*Task objective:*
Copy every line of the items below verbatim, without changes.

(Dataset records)
= = =

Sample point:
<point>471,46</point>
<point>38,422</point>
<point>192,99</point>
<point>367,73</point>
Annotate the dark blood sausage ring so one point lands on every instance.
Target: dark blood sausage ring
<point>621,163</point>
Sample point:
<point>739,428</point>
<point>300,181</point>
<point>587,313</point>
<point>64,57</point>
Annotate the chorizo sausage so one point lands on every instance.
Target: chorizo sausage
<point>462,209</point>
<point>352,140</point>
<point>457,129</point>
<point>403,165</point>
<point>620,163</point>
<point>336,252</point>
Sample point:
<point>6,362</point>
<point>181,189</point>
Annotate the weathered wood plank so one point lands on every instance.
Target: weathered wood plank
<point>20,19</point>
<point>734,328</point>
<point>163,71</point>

= = =

*Solved exercise:*
Sample point:
<point>471,46</point>
<point>38,422</point>
<point>192,99</point>
<point>367,73</point>
Annotate the dark blood sausage ring so one point lands on every instance.
Target: dark blood sausage ring
<point>621,163</point>
Sample point:
<point>739,428</point>
<point>300,181</point>
<point>587,313</point>
<point>64,57</point>
Annotate the chorizo sausage so one point lands on every instance.
Target: chorizo sausage
<point>462,209</point>
<point>352,140</point>
<point>457,129</point>
<point>403,165</point>
<point>620,163</point>
<point>336,252</point>
Sample point:
<point>6,362</point>
<point>181,189</point>
Annotate the weathered wood plank so one point lands on every instance.
Target: weathered wood plank
<point>20,19</point>
<point>734,328</point>
<point>163,71</point>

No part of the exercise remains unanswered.